## WHAT IS NEEDED
Reproduce each of the following rows verbatim, without altering a single character.
Start of LISTED RECORDS
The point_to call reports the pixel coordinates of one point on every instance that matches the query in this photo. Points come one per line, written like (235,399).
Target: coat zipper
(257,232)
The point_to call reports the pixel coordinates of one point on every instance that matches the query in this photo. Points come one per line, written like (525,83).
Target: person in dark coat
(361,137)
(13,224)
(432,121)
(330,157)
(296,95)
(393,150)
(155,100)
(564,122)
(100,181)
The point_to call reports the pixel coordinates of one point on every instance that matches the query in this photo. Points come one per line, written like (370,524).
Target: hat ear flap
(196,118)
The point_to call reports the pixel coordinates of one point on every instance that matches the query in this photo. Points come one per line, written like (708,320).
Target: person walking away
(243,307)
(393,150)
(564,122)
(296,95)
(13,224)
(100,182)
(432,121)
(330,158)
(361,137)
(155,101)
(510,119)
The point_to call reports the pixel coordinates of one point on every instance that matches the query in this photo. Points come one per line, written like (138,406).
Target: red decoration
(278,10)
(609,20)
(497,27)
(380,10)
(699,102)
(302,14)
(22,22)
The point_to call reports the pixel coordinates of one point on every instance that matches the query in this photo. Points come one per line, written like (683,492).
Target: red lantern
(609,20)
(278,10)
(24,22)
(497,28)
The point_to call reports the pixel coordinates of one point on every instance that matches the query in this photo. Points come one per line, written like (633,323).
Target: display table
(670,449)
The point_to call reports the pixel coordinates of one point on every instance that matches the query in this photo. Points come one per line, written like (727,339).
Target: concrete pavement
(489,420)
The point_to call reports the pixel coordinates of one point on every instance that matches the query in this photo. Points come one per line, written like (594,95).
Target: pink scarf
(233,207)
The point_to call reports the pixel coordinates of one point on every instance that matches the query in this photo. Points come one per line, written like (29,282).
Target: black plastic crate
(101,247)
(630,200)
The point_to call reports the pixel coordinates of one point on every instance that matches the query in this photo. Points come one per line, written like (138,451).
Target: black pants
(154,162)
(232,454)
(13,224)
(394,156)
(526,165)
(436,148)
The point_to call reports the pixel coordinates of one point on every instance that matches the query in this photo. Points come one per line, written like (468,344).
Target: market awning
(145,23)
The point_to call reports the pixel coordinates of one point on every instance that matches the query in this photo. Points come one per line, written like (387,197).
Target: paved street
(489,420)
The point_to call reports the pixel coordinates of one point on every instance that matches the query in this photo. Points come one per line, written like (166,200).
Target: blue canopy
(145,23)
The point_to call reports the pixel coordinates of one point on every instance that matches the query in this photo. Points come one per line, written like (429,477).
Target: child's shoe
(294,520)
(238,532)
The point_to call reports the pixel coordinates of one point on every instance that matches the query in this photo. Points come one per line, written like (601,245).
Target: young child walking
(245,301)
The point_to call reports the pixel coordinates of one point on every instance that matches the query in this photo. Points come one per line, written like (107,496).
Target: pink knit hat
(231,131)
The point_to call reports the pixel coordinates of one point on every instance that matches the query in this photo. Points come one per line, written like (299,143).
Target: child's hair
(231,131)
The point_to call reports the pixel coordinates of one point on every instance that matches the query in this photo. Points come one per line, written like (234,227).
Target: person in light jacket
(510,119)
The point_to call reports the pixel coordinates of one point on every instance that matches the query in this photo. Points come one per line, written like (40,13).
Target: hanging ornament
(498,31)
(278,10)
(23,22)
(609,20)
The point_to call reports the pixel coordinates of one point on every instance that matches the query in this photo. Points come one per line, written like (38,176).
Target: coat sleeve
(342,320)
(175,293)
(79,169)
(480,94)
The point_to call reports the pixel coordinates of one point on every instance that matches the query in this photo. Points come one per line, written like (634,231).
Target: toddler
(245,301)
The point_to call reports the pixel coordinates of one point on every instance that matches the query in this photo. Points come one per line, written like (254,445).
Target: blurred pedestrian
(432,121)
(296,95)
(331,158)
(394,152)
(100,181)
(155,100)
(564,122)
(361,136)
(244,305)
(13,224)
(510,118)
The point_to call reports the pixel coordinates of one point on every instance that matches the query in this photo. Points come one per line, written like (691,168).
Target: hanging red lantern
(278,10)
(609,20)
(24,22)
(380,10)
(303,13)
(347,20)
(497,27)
End of LISTED RECORDS
## FULL RESPONSE
The point_to call reports the pixel coordinates of one point on every instance that matches the query in this photo. Points come one per line, written like (235,399).
Target: coat zipper
(257,232)
The point_to call reports the pixel coordinates of one point on every instance that matches the query in this photo. Points come one per line, written like (525,83).
Target: person in dark coat
(361,137)
(13,224)
(432,121)
(330,157)
(296,95)
(393,150)
(155,100)
(564,122)
(100,181)
The point_to call reports the pixel coordinates of one point on every instance that matches the query in this photo. Points come one per line, written like (370,524).
Target: hat ear flap
(196,118)
The point_to call reports the pixel coordinates of one point on every instance that matches the query in this photo. Points come one per line, written like (708,320).
Target: person walking away
(243,307)
(393,150)
(564,122)
(296,95)
(13,224)
(100,182)
(432,121)
(330,158)
(361,137)
(155,101)
(510,119)
The point_to call reports the pixel coordinates of one point on every instance that matches the query in this photo. Points come one per line, written like (138,406).
Target: red decoration
(278,10)
(609,20)
(497,27)
(380,10)
(699,102)
(302,14)
(22,22)
The point_to call reports the pixel coordinates of one point on every instance that matches the query in this photo. Points come one per line, written like (683,492).
Target: red lantern
(609,20)
(278,10)
(24,22)
(497,28)
The point_to call reports the pixel coordinates of one point on every instance that matches the query in this photo. Points come one per line, written like (633,323).
Target: display table
(670,449)
The point_to call reports the pixel coordinates of one point on every instance that matches the query in this photo. Points come one per line, written like (727,339).
Target: concrete pavement
(489,420)
The point_to call reports the pixel coordinates of one point on every instance that matches the query in this photo. Points come one per line, written like (594,95).
Target: pink scarf
(233,207)
The point_to call reports the pixel coordinates of one point on every instance that matches the query in this photo. Points come one per line, written like (29,282).
Target: black plastic crate
(101,247)
(630,200)
The point_to call reports the pixel coordinates of one point on every instance that matches the query in this photo. Points come one per line, written like (138,451).
Target: black pants
(154,162)
(232,454)
(13,224)
(394,156)
(526,165)
(436,148)
The point_to call reports the pixel coordinates of one point on every instance that matches the query in this photo. Points come one per line, written like (468,344).
Target: market awning
(145,23)
The point_to call reports the pixel coordinates of one point on every instance that matches the query in this photo. Points come one per line, written like (387,197).
Target: paved street
(489,420)
The point_to call reports the pixel coordinates of one point on every instance that matches the query in this photo. Points come one per line, written like (166,200).
Target: blue canopy
(145,23)
The point_to call reports the pixel coordinates of one point on every instance that matches the query in this photo. Points come one per line, written like (429,477).
Target: child's shoe
(294,520)
(238,532)
The point_to call reports the pixel coordinates of one point on every instance that matches the query in this photo. Points come one per line, written like (601,245).
Target: young child walking
(245,301)
The point_to call reports the pixel coordinates of one point on every instance that matches the query in this photo. Points come one per line, written like (107,496).
Target: pink knit hat
(231,131)
The point_to call reports the pixel coordinates of one point on every instance that matches the query in this photo. Points come one per line, written like (299,143).
Target: child's hair
(231,131)
The point_to call reports the pixel coordinates of one point on every instance that matches the query in this photo. Points come one per line, written like (234,227).
Target: person in light jacket
(510,119)
The point_to call reports the pixel coordinates of one point on every instance that matches the query in this photo. Points come one per line, written like (40,13).
Target: hanging ornament
(498,31)
(278,10)
(23,22)
(609,20)
The point_to call reports the pixel coordinates of one point on every instance that matches the query in this photo. Points come one per line, written like (38,176).
Target: coat sleeve
(342,320)
(175,293)
(79,169)
(480,94)
The point_to call reports the pixel coordinates of one point on every instance that matches the query in this photo. Points come one per line, written like (634,231).
Target: toddler
(245,301)
The point_to call reports the pixel coordinates of one point on every instance that matches the query in this photo. Points come one per line, written like (254,445).
Target: blurred pedestrian
(432,121)
(296,95)
(331,158)
(394,152)
(100,181)
(155,100)
(564,122)
(361,136)
(244,305)
(13,224)
(510,118)
The point_to call reports the pixel coordinates of one point on every instance that matches the query in this photo. Points come one per line, written like (691,168).
Target: hanging red lantern
(278,10)
(609,20)
(24,22)
(380,10)
(303,13)
(347,20)
(497,27)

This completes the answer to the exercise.